What you need to do:
Output each record below exactly, and include all of them.

Data extract:
==============================

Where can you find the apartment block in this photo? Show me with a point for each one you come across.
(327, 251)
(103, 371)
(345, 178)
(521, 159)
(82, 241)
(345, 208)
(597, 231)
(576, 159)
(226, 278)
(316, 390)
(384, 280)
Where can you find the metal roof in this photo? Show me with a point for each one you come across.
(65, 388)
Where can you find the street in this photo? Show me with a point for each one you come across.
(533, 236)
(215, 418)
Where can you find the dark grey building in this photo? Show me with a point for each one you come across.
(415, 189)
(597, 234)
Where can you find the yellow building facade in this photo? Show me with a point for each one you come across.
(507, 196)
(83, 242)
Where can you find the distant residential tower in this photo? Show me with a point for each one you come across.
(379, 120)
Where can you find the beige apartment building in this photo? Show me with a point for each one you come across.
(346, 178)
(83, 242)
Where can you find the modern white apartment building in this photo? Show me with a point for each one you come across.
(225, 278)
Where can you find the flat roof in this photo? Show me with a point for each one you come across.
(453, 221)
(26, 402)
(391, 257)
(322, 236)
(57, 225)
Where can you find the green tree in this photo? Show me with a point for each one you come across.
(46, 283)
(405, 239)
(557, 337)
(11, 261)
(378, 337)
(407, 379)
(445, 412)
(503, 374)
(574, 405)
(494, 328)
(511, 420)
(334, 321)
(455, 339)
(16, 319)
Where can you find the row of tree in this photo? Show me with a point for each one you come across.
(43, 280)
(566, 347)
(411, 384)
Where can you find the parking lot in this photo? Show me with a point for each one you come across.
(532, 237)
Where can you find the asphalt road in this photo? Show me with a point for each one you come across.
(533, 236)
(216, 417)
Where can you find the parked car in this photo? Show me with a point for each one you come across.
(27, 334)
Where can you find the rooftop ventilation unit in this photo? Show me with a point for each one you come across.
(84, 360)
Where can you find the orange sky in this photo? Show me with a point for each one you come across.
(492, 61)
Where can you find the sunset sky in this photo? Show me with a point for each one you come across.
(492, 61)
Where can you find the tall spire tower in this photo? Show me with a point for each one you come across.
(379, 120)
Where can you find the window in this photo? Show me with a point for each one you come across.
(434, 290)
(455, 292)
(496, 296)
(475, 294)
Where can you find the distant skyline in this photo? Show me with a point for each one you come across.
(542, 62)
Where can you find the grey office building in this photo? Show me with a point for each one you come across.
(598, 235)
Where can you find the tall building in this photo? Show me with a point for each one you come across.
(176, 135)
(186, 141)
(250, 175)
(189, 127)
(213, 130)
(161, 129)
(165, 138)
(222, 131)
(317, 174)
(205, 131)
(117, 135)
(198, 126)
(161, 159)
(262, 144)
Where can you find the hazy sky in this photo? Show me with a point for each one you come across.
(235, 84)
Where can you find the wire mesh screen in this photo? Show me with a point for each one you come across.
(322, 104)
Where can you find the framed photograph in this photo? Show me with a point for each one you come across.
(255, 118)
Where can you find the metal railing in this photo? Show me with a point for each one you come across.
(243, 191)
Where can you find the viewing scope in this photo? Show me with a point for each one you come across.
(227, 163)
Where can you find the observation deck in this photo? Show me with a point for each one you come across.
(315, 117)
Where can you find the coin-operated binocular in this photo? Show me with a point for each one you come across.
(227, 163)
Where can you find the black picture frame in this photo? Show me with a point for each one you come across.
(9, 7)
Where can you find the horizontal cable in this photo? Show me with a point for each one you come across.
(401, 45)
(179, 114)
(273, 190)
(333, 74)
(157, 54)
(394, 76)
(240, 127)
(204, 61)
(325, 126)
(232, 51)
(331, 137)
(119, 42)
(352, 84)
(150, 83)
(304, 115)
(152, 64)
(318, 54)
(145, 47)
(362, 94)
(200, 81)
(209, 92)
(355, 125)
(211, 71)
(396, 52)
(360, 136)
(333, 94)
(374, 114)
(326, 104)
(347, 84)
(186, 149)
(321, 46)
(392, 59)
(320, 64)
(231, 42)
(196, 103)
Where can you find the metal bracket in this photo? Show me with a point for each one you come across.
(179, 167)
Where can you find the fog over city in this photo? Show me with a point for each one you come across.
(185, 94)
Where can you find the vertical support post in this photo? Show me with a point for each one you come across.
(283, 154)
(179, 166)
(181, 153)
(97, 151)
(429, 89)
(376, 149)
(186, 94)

==============================

Solution to the problem:
Where can you find the apartment block in this photo? Show me with a point for each one you come across.
(327, 251)
(103, 371)
(345, 178)
(521, 159)
(82, 241)
(345, 208)
(597, 231)
(576, 159)
(226, 278)
(316, 390)
(384, 280)
Where can you find the metal roof in this photo? Show me with a point for each one you come across.
(65, 388)
Where can you find the street in this photo? Show me with a point for each one you come across.
(533, 236)
(215, 418)
Where can you find the dark grey building in this photo? Show me with a point for each one you come across.
(415, 189)
(597, 234)
Where can you find the yellow building facade in this photo? Show me with a point for each one you come across.
(507, 196)
(83, 242)
Where can you find the distant residential tower in this photo? Show me with a point for each one you come across.
(379, 120)
Where can you find the beige apartment building in this photo? Show me with a point for each one you come across.
(346, 178)
(83, 242)
Where can you find the modern white apartment building in this photo? Show me with a point for each one you come across.
(225, 278)
Where can you find the flat roof in this photo? Show me with a point for each one you come across.
(453, 221)
(26, 402)
(391, 257)
(322, 236)
(57, 225)
Where can you find the green tree in this photo? Show me with a point for each one you come across.
(46, 283)
(405, 239)
(557, 337)
(11, 261)
(378, 337)
(407, 379)
(445, 412)
(503, 374)
(574, 405)
(494, 328)
(511, 420)
(334, 321)
(455, 339)
(16, 319)
Where can you find the row of tree in this photo? Show me with a point for each one you come across.
(43, 280)
(566, 347)
(411, 384)
Where can you find the parking lot in this photo? Show me with a point for each one you come across.
(532, 237)
Where can you find the asphalt road in this photo? Show me with a point for each one you come across.
(533, 236)
(216, 417)
Where can you find the parked car in this photo? Show me with a point for each one you come across.
(27, 334)
Where can you find the rooftop ventilation unit in this photo? Show me with a point for each one you come across.
(84, 360)
Where can you find the orange sky in this photo? Show me with a point for each one you come across.
(492, 61)
Where can you find the sunset sky in this photo? Show me with a point for each one you come across.
(492, 61)
Where can you find the tall spire tower in this photo? Show me with a point for each one you come across.
(379, 120)
Where can you find the window in this photo? Show me with a point for each one you come across.
(434, 290)
(455, 292)
(496, 296)
(475, 294)
Where can you find the distant skyline in this photo? Show me with a point for each one you come across.
(542, 62)
Where can you find the grey office building in this photo? Show me with a point for each one you come across.
(598, 235)
Where can you find the tall building in this photo? Show me with a point for each one you come across.
(176, 135)
(186, 141)
(250, 175)
(189, 127)
(213, 130)
(161, 129)
(165, 138)
(222, 131)
(317, 174)
(205, 131)
(117, 135)
(198, 126)
(161, 159)
(262, 144)
Where can you find the hazy sky in this photo? Show me with a point for each one you come across.
(235, 84)
Where can you find the wire mesh screen in this photo? Show me with a point for each one you come across.
(322, 104)
Where can you find the framed photograph in this photo? Show me with a point for each one you come across.
(255, 118)
Where can you find the metal railing in this photo? Show me with a point for each one you come across.
(243, 191)
Where can you find the viewing scope in this photo? Show me with a point for each one you come across.
(227, 163)
Where can you find the observation deck in this photo? Show me with a point for each one you come across.
(315, 117)
Where can you find the coin-operated binocular in this photo? Show me with a point for each one you come across.
(227, 163)
Where can you find the black picture frame in this photo? Show me with a point for each one you come across.
(9, 7)
Where can you find the horizontal cable in this photo? Show me with a point for each one you come across.
(401, 45)
(179, 114)
(273, 190)
(333, 74)
(157, 54)
(394, 76)
(240, 127)
(204, 61)
(325, 126)
(232, 51)
(331, 137)
(119, 42)
(352, 84)
(150, 83)
(304, 115)
(152, 64)
(318, 54)
(145, 47)
(362, 94)
(200, 81)
(209, 92)
(355, 125)
(211, 71)
(396, 52)
(360, 136)
(333, 94)
(374, 114)
(326, 104)
(347, 84)
(186, 149)
(321, 46)
(392, 59)
(320, 64)
(231, 42)
(196, 103)
Where can you find the metal bracket in this photo? Show me with a point for each one you come across.
(179, 167)
Where can you find the fog over city in this photo? Show me with a point for each one you come across.
(185, 94)
Where can you find the vertical support post in this photo? Show me with a point for each one you come across.
(283, 154)
(179, 166)
(181, 153)
(97, 151)
(429, 89)
(376, 149)
(186, 94)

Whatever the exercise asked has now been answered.